● **PROVIDED RECORDS**
==*==

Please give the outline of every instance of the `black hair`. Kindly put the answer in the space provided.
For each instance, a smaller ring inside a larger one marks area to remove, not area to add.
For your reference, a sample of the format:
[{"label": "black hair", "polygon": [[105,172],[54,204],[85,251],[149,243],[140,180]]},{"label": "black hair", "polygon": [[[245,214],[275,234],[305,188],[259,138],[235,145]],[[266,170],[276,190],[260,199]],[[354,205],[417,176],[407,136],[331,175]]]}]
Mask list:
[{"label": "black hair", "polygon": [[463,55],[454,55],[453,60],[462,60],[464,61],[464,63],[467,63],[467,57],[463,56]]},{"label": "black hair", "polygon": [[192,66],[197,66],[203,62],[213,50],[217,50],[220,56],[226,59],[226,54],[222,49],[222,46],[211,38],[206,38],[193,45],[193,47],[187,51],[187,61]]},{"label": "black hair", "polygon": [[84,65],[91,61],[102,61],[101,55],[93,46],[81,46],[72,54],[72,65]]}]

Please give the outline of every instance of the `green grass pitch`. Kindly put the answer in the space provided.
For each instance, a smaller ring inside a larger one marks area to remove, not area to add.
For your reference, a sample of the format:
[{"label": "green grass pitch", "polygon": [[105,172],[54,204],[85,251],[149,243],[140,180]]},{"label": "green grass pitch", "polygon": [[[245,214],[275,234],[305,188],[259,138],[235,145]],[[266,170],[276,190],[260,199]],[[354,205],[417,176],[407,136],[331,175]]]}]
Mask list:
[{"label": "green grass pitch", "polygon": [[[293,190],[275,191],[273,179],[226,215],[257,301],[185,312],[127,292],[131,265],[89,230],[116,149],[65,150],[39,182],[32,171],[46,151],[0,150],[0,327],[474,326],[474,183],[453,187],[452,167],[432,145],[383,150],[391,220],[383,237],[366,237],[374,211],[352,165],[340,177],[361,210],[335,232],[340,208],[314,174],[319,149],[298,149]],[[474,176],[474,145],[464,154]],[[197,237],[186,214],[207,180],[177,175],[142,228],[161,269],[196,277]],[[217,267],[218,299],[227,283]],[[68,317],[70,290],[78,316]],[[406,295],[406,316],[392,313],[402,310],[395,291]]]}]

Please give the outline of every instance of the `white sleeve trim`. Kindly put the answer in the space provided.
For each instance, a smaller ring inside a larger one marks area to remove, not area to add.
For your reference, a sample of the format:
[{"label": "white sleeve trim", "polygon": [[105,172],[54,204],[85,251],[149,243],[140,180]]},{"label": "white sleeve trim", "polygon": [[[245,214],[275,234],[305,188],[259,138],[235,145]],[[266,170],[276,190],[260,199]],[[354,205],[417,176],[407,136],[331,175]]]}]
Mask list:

==*==

Which lines in the records above contain the string "space"? Extract each of them in full, treating uppercase and lowercase as different.

Please give the outline of every instance of the `black hair`. Kindly put the answer in the space provided.
Please give the outline of every instance of the `green grass pitch`. Kindly put the answer in the space provided.
Please give the outline of every instance of the `white sleeve trim`. Kindly put the answer in the space provided.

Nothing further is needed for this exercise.